> **Study questions**:
**a)** In the post on merit in science, which journal published the article?
**b)** Drawing only on the abstract in the post on merit in science, explain why merit is presented as worth defending.
**c)** Continue the post on merit in science from the point where it stops.

Sunday, April 30, 2023

In Defense of Merit in Science

In Defense of Merit in Science. D. Abbot et al. Journal of Controversial Ideas, Apr 28 2023. https://journalofcontroversialideas.org/article/3/1/236

Abstract: Merit is a central pillar of liberal epistemology, humanism, and democracy. The scientific enterprise, built on merit, has proven effective in generating scientific and technological advances, reducing suffering, narrowing social gaps, and improving the quality of life globally. This perspective documents the ongoing attempts to undermine the core principles of liberal epistemology and to replace merit with non-scientific, politically motivated criteria. We explain the philosophical origins of this conflict, document the intrusion of ideology into our scientific institutions, discuss the perils of abandoning merit, and offer an alternative, human-centered approach to address existing social inequalities.

Referring expression grounding data
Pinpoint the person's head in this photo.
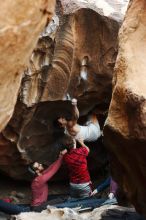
[28,162,44,175]
[57,116,67,128]
[62,135,76,151]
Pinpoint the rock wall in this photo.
[0,6,119,179]
[0,0,55,131]
[104,0,146,217]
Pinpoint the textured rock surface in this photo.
[104,0,146,217]
[13,205,144,220]
[0,3,119,178]
[61,0,129,21]
[0,0,55,130]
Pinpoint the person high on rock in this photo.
[58,99,102,142]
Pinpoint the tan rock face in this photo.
[0,6,119,179]
[0,0,55,130]
[104,0,146,216]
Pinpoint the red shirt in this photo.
[64,147,90,184]
[31,157,63,206]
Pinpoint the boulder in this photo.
[104,0,146,217]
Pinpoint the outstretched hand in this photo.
[91,189,98,196]
[71,98,77,105]
[59,149,67,157]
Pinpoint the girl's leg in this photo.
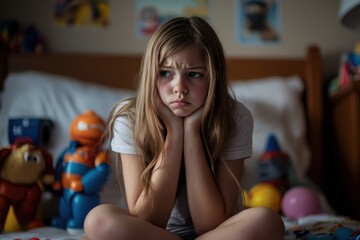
[84,204,181,240]
[197,207,285,240]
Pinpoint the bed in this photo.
[0,46,360,240]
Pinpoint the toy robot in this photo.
[52,111,110,233]
[258,134,291,193]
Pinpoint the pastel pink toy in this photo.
[281,187,322,219]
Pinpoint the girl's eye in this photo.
[160,70,171,78]
[189,72,203,78]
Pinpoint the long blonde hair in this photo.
[107,17,238,193]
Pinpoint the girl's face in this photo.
[157,46,208,117]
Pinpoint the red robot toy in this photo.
[52,111,110,233]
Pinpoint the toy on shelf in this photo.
[258,134,291,193]
[245,183,281,212]
[52,111,110,234]
[281,186,322,220]
[0,118,54,231]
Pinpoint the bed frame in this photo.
[0,46,324,188]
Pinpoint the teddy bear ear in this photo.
[0,147,12,167]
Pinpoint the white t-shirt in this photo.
[111,102,254,236]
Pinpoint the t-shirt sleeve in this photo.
[110,102,137,154]
[224,102,254,160]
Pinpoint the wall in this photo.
[0,0,360,77]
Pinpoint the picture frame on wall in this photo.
[236,0,282,46]
[135,0,209,38]
[53,0,110,28]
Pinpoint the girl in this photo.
[84,17,284,240]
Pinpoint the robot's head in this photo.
[69,111,105,145]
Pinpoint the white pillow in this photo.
[0,71,134,162]
[231,76,310,189]
[0,71,309,200]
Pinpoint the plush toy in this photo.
[258,134,291,193]
[52,111,110,234]
[0,139,54,231]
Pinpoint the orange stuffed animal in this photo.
[0,140,54,232]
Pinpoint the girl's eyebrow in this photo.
[160,65,206,70]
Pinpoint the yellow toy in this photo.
[245,183,281,212]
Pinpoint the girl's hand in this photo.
[155,91,183,130]
[184,107,204,131]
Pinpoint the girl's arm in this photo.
[121,97,183,228]
[184,107,243,234]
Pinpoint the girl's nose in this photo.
[174,77,188,94]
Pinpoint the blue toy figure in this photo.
[258,134,291,193]
[52,111,110,234]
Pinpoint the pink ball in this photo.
[281,187,322,219]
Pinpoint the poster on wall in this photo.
[236,0,281,46]
[135,0,209,37]
[53,0,110,28]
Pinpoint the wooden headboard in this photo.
[0,46,324,187]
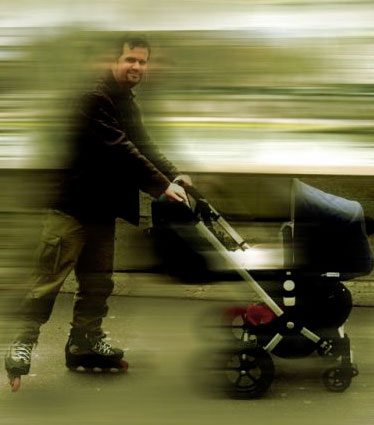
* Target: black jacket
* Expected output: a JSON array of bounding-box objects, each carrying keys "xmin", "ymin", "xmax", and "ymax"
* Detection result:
[{"xmin": 54, "ymin": 72, "xmax": 179, "ymax": 223}]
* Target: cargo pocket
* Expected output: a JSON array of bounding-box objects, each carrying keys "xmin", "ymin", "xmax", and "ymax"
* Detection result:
[{"xmin": 38, "ymin": 236, "xmax": 61, "ymax": 274}]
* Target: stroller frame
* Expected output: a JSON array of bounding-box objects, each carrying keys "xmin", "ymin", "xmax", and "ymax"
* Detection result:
[{"xmin": 186, "ymin": 187, "xmax": 358, "ymax": 399}]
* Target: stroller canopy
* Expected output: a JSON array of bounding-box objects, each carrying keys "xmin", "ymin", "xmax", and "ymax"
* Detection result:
[{"xmin": 292, "ymin": 179, "xmax": 373, "ymax": 279}]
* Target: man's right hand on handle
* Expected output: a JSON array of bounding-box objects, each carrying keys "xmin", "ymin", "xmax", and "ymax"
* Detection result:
[{"xmin": 164, "ymin": 183, "xmax": 188, "ymax": 203}]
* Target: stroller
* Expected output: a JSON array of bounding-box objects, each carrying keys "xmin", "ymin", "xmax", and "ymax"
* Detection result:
[{"xmin": 152, "ymin": 179, "xmax": 373, "ymax": 399}]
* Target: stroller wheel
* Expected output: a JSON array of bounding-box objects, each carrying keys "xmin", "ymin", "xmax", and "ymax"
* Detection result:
[
  {"xmin": 322, "ymin": 367, "xmax": 353, "ymax": 392},
  {"xmin": 223, "ymin": 348, "xmax": 274, "ymax": 399}
]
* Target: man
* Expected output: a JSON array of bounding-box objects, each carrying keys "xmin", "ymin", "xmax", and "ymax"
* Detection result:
[{"xmin": 5, "ymin": 38, "xmax": 191, "ymax": 391}]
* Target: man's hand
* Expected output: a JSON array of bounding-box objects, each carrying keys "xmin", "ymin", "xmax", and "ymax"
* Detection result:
[
  {"xmin": 164, "ymin": 183, "xmax": 188, "ymax": 203},
  {"xmin": 173, "ymin": 174, "xmax": 192, "ymax": 187}
]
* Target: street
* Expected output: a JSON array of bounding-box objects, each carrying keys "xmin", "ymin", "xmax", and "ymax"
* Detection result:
[{"xmin": 0, "ymin": 294, "xmax": 374, "ymax": 425}]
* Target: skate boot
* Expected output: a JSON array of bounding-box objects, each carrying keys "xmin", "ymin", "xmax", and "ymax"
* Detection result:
[
  {"xmin": 5, "ymin": 341, "xmax": 34, "ymax": 392},
  {"xmin": 65, "ymin": 329, "xmax": 128, "ymax": 372}
]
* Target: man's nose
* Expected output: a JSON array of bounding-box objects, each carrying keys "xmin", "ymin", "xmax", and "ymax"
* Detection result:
[{"xmin": 132, "ymin": 61, "xmax": 140, "ymax": 69}]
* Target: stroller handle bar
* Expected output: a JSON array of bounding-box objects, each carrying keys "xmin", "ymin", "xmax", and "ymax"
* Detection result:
[{"xmin": 184, "ymin": 186, "xmax": 249, "ymax": 251}]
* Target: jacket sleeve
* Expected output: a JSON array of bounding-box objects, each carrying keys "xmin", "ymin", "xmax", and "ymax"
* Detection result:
[
  {"xmin": 79, "ymin": 93, "xmax": 170, "ymax": 197},
  {"xmin": 129, "ymin": 102, "xmax": 181, "ymax": 180}
]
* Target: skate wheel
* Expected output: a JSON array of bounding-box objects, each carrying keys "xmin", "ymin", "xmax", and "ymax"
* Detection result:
[
  {"xmin": 75, "ymin": 366, "xmax": 86, "ymax": 373},
  {"xmin": 119, "ymin": 360, "xmax": 129, "ymax": 372},
  {"xmin": 109, "ymin": 367, "xmax": 120, "ymax": 373},
  {"xmin": 92, "ymin": 367, "xmax": 103, "ymax": 373},
  {"xmin": 9, "ymin": 376, "xmax": 21, "ymax": 393}
]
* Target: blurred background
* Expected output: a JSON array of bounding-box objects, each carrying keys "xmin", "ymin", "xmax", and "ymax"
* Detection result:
[{"xmin": 0, "ymin": 0, "xmax": 374, "ymax": 336}]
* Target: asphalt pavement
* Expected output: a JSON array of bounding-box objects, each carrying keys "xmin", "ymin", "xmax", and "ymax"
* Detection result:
[{"xmin": 0, "ymin": 294, "xmax": 374, "ymax": 425}]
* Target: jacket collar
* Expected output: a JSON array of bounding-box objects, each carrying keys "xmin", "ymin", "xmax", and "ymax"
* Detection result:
[{"xmin": 104, "ymin": 70, "xmax": 135, "ymax": 100}]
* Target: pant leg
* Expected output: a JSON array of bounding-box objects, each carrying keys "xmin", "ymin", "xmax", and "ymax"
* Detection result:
[
  {"xmin": 17, "ymin": 210, "xmax": 85, "ymax": 342},
  {"xmin": 72, "ymin": 220, "xmax": 115, "ymax": 334}
]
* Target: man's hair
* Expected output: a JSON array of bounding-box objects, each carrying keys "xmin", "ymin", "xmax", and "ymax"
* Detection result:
[{"xmin": 115, "ymin": 34, "xmax": 151, "ymax": 60}]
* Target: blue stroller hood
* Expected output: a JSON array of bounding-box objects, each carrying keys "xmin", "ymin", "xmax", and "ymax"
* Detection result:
[{"xmin": 291, "ymin": 179, "xmax": 373, "ymax": 280}]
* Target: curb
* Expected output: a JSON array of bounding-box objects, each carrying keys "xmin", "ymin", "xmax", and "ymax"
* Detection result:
[{"xmin": 62, "ymin": 272, "xmax": 374, "ymax": 307}]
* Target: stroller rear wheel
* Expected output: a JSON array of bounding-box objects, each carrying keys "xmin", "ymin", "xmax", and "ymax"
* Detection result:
[
  {"xmin": 322, "ymin": 367, "xmax": 354, "ymax": 392},
  {"xmin": 223, "ymin": 348, "xmax": 274, "ymax": 399}
]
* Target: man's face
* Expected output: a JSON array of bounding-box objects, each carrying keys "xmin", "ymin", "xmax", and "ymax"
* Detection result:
[{"xmin": 113, "ymin": 44, "xmax": 148, "ymax": 87}]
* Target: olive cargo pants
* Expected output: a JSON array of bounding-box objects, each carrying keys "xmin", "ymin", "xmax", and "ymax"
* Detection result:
[{"xmin": 16, "ymin": 210, "xmax": 115, "ymax": 342}]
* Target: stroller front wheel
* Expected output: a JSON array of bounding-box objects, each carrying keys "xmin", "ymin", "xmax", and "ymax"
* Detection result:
[
  {"xmin": 223, "ymin": 347, "xmax": 274, "ymax": 399},
  {"xmin": 322, "ymin": 367, "xmax": 353, "ymax": 392}
]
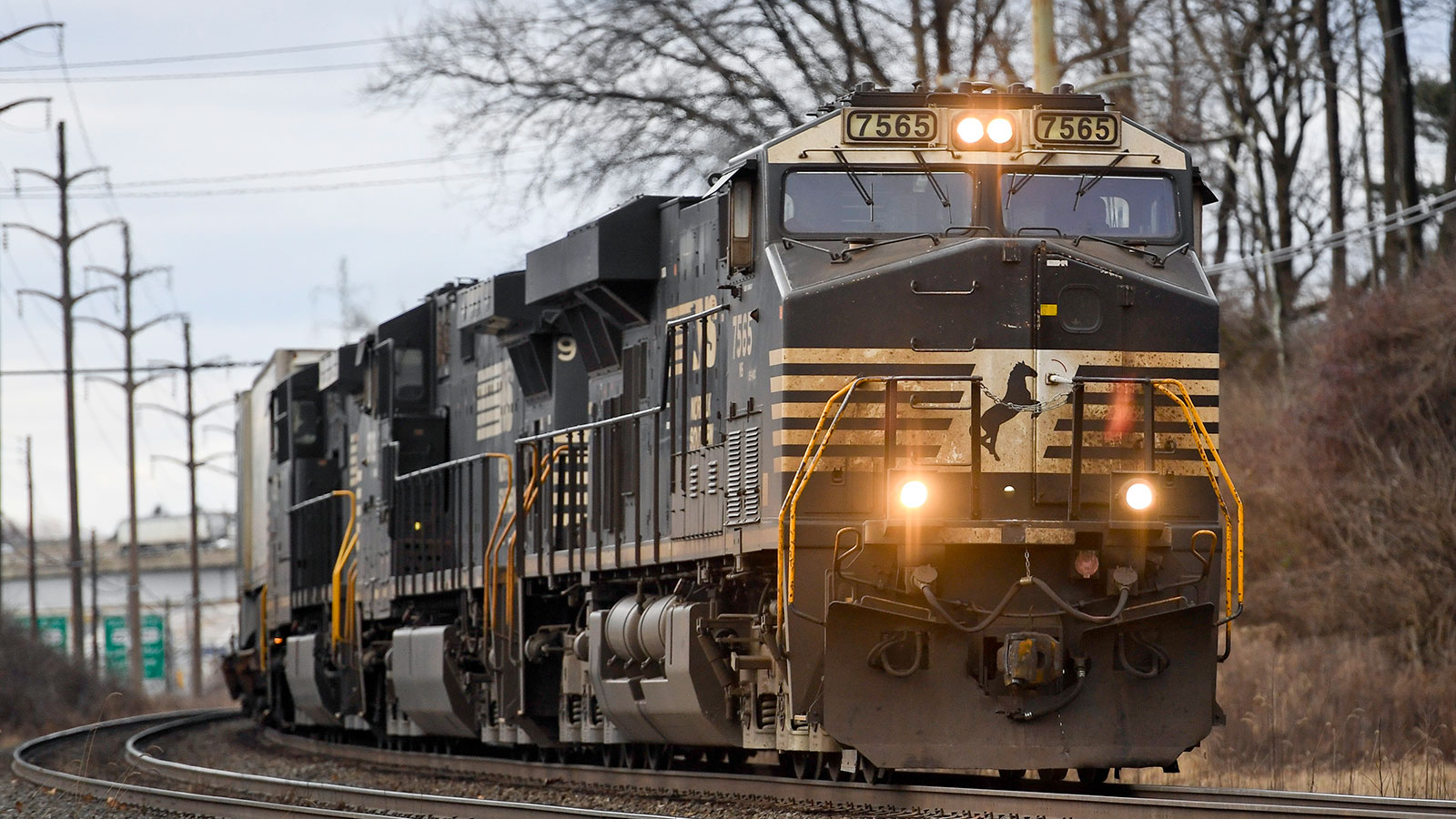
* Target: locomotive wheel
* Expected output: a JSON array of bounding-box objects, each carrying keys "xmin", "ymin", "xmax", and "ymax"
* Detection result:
[
  {"xmin": 779, "ymin": 751, "xmax": 824, "ymax": 780},
  {"xmin": 854, "ymin": 753, "xmax": 894, "ymax": 785},
  {"xmin": 622, "ymin": 742, "xmax": 646, "ymax": 771},
  {"xmin": 643, "ymin": 744, "xmax": 672, "ymax": 771},
  {"xmin": 820, "ymin": 751, "xmax": 854, "ymax": 783},
  {"xmin": 723, "ymin": 748, "xmax": 753, "ymax": 770}
]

> **Numbered answers**:
**a)** The Journal of Controversial Ideas.

**b)** Merit is called a central pillar of liberal epistemology, humanism, and democracy. The scientific enterprise built on it has proven effective in generating scientific and technological advances, reducing suffering, narrowing social gaps, and improving the quality of life globally.

**c)**
Keywords: STEM; Enlightenment; meritocracy; critical social justice; postmodernism; identity politics; Mertonian norms

4. The Perils of Replacing Merit with Social Engineering and Ideological Control
4.1. Lessons from History
The universalism of science does not preclude culture and politics from being involved in funding priorities. Funders, whether government or private, expect to receive a return on their investment. Yet politicians should not dictate how science is done, and political agendas should not replace Mertonian norms. History demonstrates the dangers of replacing merit­based science with ideological control and social engineering.16,17,19 In the Soviet Union (USSR), the aberrations of Trofim Lysenko had catastrophic consequences for science and society.17 An agronomist and “people’s scientist” who came from the “superior” class of poor peasants, Lysenko rejected Mendelian genetics because of its supposed inconsistency with Marxist ideology. Dissent from Lysenko’s ideas was outlawed and his opponents were fired or prosecuted. Lysenko’s ideologically infused agricultural ideas were put into practice in the USSR and China, where, in both countries, they led to decreased crop yields and famine.17 Today, biology is again being subjugated to ideology—medical schools deny the biological basis of sex, biology courses avoid teaching the heritability of traits, and so on.29,30 More examples of ideological subversion of science, relevant to physics and chemistry, were discussed in a recent viewpoint.19 Such analysis19 is often dismissed with vague deflections such as “everything is political” and “everyone is biased.” There is an element of truth to these declarations, which can help raise awareness of the potential of scientists to have biases, including biases on politicized topics, and help minimize such biases. However, those making these arguments often use them to impose their own ideological agendas on what can be studied and what kind of answers are permissible.31 It is this sense of the politicization of science that we categorically oppose.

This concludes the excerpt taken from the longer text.